- **Data**
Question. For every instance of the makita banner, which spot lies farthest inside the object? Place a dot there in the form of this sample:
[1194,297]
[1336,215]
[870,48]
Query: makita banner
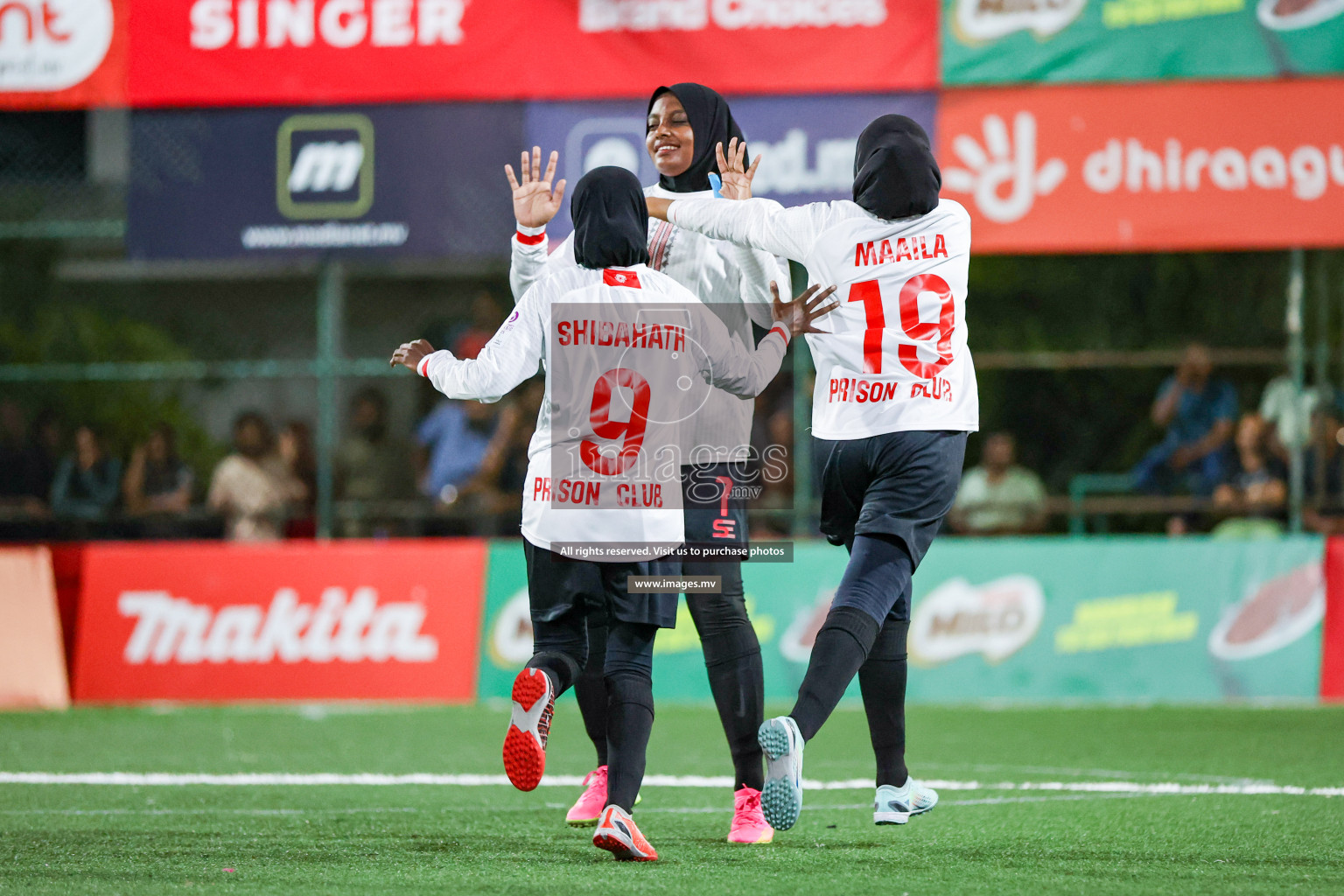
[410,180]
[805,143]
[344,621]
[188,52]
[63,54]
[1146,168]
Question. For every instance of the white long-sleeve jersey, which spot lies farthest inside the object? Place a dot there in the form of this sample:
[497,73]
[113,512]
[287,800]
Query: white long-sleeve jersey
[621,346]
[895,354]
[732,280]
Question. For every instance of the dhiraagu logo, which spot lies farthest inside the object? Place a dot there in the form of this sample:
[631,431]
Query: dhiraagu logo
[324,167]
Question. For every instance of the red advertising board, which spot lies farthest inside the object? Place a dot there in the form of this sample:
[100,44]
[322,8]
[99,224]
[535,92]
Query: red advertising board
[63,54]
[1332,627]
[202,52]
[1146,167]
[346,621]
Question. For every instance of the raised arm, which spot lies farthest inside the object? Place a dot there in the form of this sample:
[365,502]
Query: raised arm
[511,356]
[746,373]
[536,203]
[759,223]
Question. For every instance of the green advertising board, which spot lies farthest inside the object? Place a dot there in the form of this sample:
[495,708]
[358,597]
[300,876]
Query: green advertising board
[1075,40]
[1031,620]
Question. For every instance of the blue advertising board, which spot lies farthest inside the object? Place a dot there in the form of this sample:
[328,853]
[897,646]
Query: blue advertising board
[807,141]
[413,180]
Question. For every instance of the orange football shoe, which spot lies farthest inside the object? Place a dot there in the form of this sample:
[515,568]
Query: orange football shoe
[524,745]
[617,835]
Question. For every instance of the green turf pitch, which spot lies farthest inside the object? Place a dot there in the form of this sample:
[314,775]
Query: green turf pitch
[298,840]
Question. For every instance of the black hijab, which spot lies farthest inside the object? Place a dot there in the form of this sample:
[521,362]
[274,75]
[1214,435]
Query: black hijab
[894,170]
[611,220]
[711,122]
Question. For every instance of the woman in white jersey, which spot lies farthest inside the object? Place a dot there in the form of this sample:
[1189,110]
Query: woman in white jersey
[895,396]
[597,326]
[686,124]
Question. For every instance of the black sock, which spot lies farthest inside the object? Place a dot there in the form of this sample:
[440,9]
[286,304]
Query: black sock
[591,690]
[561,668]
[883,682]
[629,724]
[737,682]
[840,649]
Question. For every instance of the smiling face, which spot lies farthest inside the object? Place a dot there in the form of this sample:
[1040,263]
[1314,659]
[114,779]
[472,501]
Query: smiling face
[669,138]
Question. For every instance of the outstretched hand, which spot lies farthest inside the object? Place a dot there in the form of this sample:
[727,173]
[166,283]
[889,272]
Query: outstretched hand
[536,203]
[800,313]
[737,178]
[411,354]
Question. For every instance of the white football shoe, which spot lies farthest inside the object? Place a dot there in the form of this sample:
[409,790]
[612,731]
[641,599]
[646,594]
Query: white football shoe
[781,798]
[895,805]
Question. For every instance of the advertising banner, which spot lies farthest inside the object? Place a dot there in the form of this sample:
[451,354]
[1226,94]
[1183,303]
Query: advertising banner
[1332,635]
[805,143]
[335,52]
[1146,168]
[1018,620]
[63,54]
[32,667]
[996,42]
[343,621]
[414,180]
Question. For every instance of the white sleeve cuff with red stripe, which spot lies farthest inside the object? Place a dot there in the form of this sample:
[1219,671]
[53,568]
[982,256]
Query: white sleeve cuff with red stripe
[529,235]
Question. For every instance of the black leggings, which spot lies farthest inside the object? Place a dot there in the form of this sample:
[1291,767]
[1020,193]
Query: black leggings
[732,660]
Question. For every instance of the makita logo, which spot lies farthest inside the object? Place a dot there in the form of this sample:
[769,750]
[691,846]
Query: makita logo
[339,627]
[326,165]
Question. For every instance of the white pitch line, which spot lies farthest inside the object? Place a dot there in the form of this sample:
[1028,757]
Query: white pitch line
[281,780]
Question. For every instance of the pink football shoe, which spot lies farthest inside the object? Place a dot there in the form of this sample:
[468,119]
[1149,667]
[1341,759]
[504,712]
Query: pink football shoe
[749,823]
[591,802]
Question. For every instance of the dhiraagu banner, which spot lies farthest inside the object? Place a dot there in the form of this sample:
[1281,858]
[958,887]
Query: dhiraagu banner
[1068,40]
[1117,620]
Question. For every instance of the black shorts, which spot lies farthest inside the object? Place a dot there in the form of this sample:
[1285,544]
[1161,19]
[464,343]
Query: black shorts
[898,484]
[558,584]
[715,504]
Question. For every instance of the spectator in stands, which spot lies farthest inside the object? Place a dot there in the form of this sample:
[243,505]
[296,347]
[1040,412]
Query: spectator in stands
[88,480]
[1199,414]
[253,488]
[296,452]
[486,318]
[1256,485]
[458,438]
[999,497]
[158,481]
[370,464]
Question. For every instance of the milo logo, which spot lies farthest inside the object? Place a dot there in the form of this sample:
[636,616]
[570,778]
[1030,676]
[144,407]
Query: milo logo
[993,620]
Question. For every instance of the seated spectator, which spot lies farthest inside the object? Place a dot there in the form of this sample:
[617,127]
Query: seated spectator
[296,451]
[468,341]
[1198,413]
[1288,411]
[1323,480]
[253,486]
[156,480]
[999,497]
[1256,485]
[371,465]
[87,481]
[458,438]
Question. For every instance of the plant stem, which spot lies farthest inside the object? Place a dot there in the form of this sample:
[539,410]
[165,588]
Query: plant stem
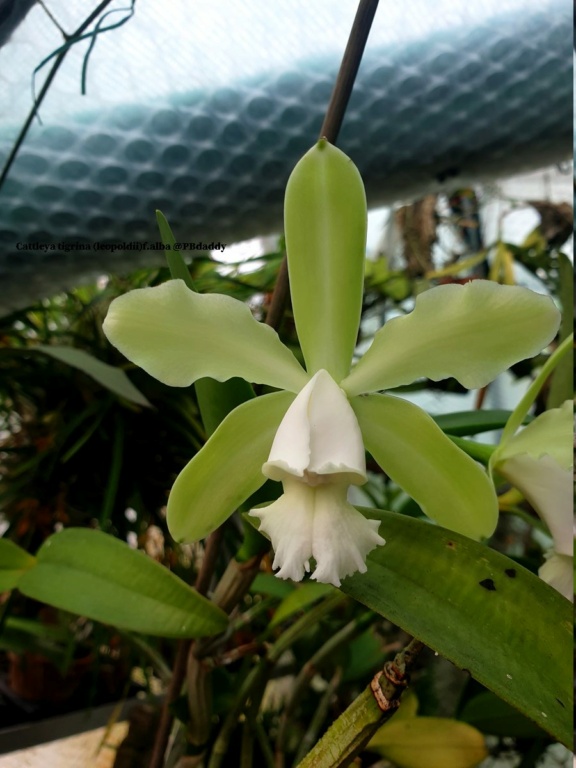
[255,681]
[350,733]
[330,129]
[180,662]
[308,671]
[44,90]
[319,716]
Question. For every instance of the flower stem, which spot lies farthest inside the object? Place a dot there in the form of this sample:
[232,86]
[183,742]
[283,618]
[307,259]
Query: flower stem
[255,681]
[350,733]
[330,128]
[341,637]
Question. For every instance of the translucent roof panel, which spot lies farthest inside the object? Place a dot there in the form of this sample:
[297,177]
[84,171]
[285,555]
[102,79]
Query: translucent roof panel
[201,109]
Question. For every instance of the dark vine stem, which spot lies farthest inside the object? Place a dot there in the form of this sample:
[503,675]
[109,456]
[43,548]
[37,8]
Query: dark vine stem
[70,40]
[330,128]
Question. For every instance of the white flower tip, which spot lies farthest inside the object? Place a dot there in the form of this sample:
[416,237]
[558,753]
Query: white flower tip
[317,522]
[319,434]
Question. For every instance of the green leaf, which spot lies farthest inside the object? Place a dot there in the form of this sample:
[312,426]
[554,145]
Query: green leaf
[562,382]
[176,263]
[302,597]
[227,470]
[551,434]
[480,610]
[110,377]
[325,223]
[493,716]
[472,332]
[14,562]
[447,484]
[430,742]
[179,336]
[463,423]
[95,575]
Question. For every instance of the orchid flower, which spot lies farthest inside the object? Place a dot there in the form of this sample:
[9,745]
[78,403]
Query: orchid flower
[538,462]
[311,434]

- **Activity**
With the pictures removed, set down the entire listing exactly.

- **Solution for this task**
Question. For every instance of the makita banner, which spot lies farthest inside the object? Place a dot there in the form of this sample:
[1194,297]
[1336,215]
[870,48]
Query: makita banner
[410,180]
[805,143]
[344,621]
[188,52]
[63,54]
[1146,168]
Question. For every instance of the white long-sleeve jersey, which spot lies farthest inside the object? Place a dot there in the form of this sample:
[497,73]
[113,512]
[287,800]
Query: white long-sleeve jersey
[621,346]
[895,354]
[732,280]
Question. For every instance of the dhiraagu logo, which spot lies farthest inside the object? Place a dot there in the form of this sample:
[631,431]
Query: dhiraagu logo
[324,167]
Question. For every instance of the red advertising board, which spot lies farthest inside the object? Place a dot there in the form of this sample:
[100,44]
[322,8]
[99,224]
[535,92]
Query: red advertising board
[63,54]
[1332,627]
[202,52]
[1146,167]
[346,621]
Question. For every instance of the raised arm, which spot lies farthest inside the object? Place a dot there in the form of this sample:
[365,502]
Query: raised arm
[511,356]
[746,373]
[536,203]
[759,223]
Question. For every instance of the green advertising board, which spot lies farthest inside the object? Place a dot there in the form of this sample:
[495,708]
[358,597]
[300,876]
Query: green advertising board
[1075,40]
[1031,620]
Question. For every instance of the blue advertising board, which spot lies farthest inside the object? Place a dot there in the form of this sample:
[328,853]
[897,646]
Query: blue advertising board
[807,141]
[413,180]
Question. For every instance of the orange football shoe, which spot lies farthest inside the object? Place a dot there in the form of this sample:
[515,568]
Query: orange football shoe
[524,745]
[617,835]
Question. For every instance of the green turf pitch, which spot lies farthest inside the object? Place a dot there in the form of this sample:
[314,775]
Query: green turf pitch
[298,840]
Question. For every instance of the black hijab, which spot lies farthest inside the object? Place a dot there in the form of this sample:
[521,362]
[274,75]
[1214,435]
Query: black hijab
[894,170]
[611,220]
[711,122]
Question. For every instance of the woman in white jersey, which spot lies farthest inside the object? Place a dot there in the form of this sample:
[1189,110]
Query: woman in white jersey
[895,396]
[597,326]
[686,124]
Question. For every instance of the black sock, which spot lies farthest inside the object? Place a dot there in the form of this sample:
[440,9]
[286,304]
Query: black sock
[591,690]
[561,668]
[883,682]
[629,724]
[737,682]
[840,649]
Question. For every instance of the smiling face, which spot lies farthest inside the object? Place a dot there in the form of this sample:
[1040,263]
[1314,659]
[114,779]
[472,501]
Query: smiling face
[669,138]
Question. For every instance of the outstretched hand, which spot lies farthest inside the object? Place a dot there in the form of this sample:
[727,173]
[166,283]
[889,272]
Query: outstretched hand
[536,203]
[800,313]
[737,178]
[411,354]
Question. For every instance of the white football shoe, which spot lies farthest inside the object? Place a dot there in the form of this sample:
[409,790]
[612,731]
[641,599]
[646,594]
Query: white football shoe
[781,798]
[895,805]
Question. For every instance of the advertising banner, which spot lies farthest inside the object? Place a dot there in the form of this sample:
[451,354]
[1226,94]
[1183,303]
Query: advertising banner
[1332,635]
[805,143]
[335,52]
[1146,168]
[1018,620]
[63,54]
[32,667]
[996,42]
[343,621]
[414,180]
Question. For every instance of the white sleeve cuff with red stripe, which spot lies farthest inside the object? Place a dot there in the form of this sample:
[1219,671]
[53,568]
[982,256]
Query: white sleeve cuff with red stripe
[529,235]
Question. For every instance of the black leggings, which spot lies farthest inside the object? Place a dot there in the form of this sample:
[1291,767]
[1020,193]
Query: black leggings
[732,660]
Question. For every instance of the makita logo, which spot lies farthest inside the object? Place a dot there in the form of this sample:
[769,750]
[691,846]
Query: makita logo
[339,627]
[326,165]
Question. For every instance of the white pitch line, which spot lies farthest inside the object? Place a dot there in the form of this sample:
[1028,757]
Query: white pitch line
[281,780]
Question. For every instance of the pink football shoe, which spot lies farthest inside the object? Place a dot there in the form of this sample:
[468,119]
[1149,667]
[1341,759]
[504,712]
Query: pink football shoe
[749,823]
[591,802]
Question. For every instance of the dhiraagu banner, which spot lies farthest inside the object? Place a dot there in the form of this sample:
[1281,858]
[958,887]
Query: dhiraagu banner
[1068,40]
[1117,620]
Question. For every instance of the black shorts, which spot lies farthest inside the object? Place a dot there in the form of this sample:
[1285,544]
[1161,19]
[464,343]
Query: black shorts
[898,484]
[558,584]
[715,504]
Question. For every instance of the spectator in stands, which spot lies farthest inside the object? Place a dot there in the form of this sample:
[243,505]
[296,347]
[1040,412]
Query: spectator in stands
[88,480]
[1199,414]
[253,488]
[296,452]
[486,318]
[1256,485]
[458,438]
[999,497]
[158,481]
[370,464]
Question. For every instance of the milo logo, which spot lies farthest inside the object? Place a dot there in the form of this sample:
[636,616]
[570,778]
[1030,676]
[144,407]
Query: milo logo
[993,620]
Question. For every instance of the seated spectator, which spot lies farthest inside the object? Place a dot there in the form of this sample:
[617,127]
Query: seated spectator
[296,451]
[468,341]
[1198,413]
[1288,411]
[1323,480]
[253,486]
[156,480]
[999,497]
[1256,485]
[371,465]
[87,481]
[458,438]
Question. For every instance of the plant stem, which spot lies farthest inside the object? Place a dot there in the form of this sample:
[539,410]
[165,588]
Query: plant stem
[255,681]
[350,733]
[330,129]
[180,662]
[308,671]
[44,90]
[319,716]
Question. For every instance of the flower stem, which spot lies farthest inside the object? Place a dot there in the form of this sample:
[232,86]
[183,742]
[283,618]
[307,259]
Query: flower stem
[255,681]
[350,733]
[330,128]
[341,637]
Question. For every instance of the translucent roof panel, which spot lies farthest inside the object? Place a dot there in the form of this sample:
[297,177]
[84,171]
[285,555]
[102,79]
Query: translucent roof panel
[201,109]
Question. For every instance of the dark vine stem, which spot lies farthest inside the object? Place a dot there in the form of this sample:
[503,675]
[109,456]
[43,548]
[37,8]
Query: dark vine stem
[70,40]
[330,128]
Question. For every instance of the white flower tip, which spot lies farthest inside the object? Place a dot there in the form of this sample:
[416,237]
[558,753]
Query: white flower tip
[317,522]
[319,434]
Question. For every instance of the green leaf, which spot lies farthest inside the object? Place a dot there in the form of this sample:
[312,426]
[554,145]
Query: green leaf
[562,382]
[176,263]
[302,597]
[227,470]
[551,434]
[480,610]
[110,377]
[325,223]
[493,716]
[472,332]
[14,562]
[447,484]
[430,742]
[179,336]
[463,423]
[95,575]
Question. For every instance of the orchid flower, which spot lies farthest inside the object? Place a dot there in the form of this sample:
[9,745]
[78,403]
Query: orchid flower
[538,462]
[311,434]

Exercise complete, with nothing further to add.